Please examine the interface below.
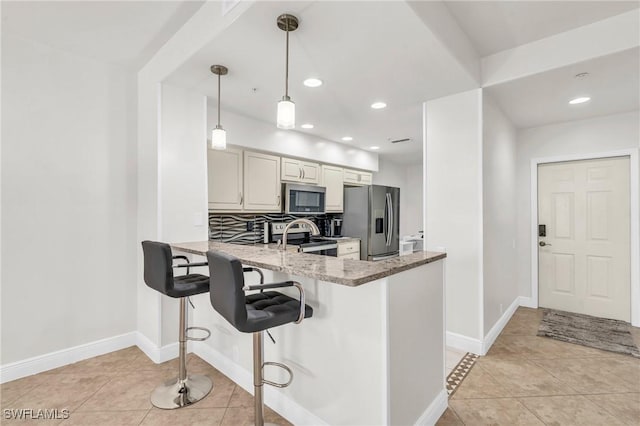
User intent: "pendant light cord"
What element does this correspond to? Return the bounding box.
[284,19,289,100]
[218,74,220,127]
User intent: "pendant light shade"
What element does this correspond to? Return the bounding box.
[278,96,296,130]
[211,65,229,149]
[276,13,298,130]
[211,126,227,149]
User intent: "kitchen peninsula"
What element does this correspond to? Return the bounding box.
[172,241,447,425]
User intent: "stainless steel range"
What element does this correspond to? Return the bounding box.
[269,222,338,257]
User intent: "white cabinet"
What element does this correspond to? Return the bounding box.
[280,157,320,185]
[244,151,282,212]
[322,165,344,213]
[344,169,373,186]
[338,239,360,260]
[207,148,243,210]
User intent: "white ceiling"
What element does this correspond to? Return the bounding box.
[485,48,640,128]
[2,0,204,69]
[445,0,640,57]
[167,1,476,162]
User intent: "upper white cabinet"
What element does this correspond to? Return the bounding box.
[322,165,344,213]
[207,148,243,210]
[344,169,373,186]
[280,157,320,185]
[244,151,282,212]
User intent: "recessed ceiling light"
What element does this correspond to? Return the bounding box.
[302,78,322,87]
[569,96,591,105]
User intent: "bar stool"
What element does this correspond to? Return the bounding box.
[207,251,313,426]
[142,241,213,410]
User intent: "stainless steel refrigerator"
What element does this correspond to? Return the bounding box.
[342,185,400,260]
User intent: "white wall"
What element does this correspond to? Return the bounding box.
[482,93,518,335]
[400,162,424,235]
[516,111,640,302]
[159,84,210,345]
[425,89,482,339]
[1,34,137,364]
[207,106,378,171]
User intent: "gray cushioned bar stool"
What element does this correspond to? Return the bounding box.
[207,251,313,426]
[142,241,213,410]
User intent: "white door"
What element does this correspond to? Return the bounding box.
[207,148,243,211]
[244,151,282,212]
[538,157,631,322]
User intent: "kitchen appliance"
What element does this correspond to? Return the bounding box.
[284,183,326,215]
[342,185,400,260]
[329,219,342,237]
[269,222,338,257]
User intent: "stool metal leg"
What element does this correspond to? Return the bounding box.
[151,297,213,410]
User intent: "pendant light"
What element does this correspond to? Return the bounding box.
[277,13,298,129]
[211,65,229,149]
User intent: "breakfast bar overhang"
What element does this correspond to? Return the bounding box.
[172,241,447,425]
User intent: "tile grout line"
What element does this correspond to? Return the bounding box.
[138,407,153,426]
[515,398,548,425]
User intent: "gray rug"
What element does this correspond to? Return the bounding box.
[538,309,640,358]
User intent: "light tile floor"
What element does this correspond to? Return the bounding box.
[437,308,640,426]
[0,346,290,426]
[0,308,640,426]
[444,347,467,376]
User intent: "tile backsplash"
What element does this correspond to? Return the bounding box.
[209,212,342,244]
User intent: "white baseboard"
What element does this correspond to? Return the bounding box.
[193,342,328,426]
[480,297,520,355]
[135,331,180,364]
[519,296,538,309]
[446,331,482,355]
[416,389,449,426]
[0,331,139,383]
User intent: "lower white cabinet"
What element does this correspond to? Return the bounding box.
[321,166,344,213]
[244,151,282,212]
[207,148,244,211]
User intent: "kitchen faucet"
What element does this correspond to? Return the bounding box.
[282,219,320,251]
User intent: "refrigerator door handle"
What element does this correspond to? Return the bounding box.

WHAT NEEDS TO BE DONE: Rewrite everything from the start of the material down to and including the line "[218,74,220,127]", and shift every bounding-box coordinate in the answers up by 50. Leave the picture out.

TASK RESULT:
Please examine the interface below.
User intent: "pendant light cord"
What element does this correspond to? Return the bounding box.
[334,69,339,150]
[268,124,270,177]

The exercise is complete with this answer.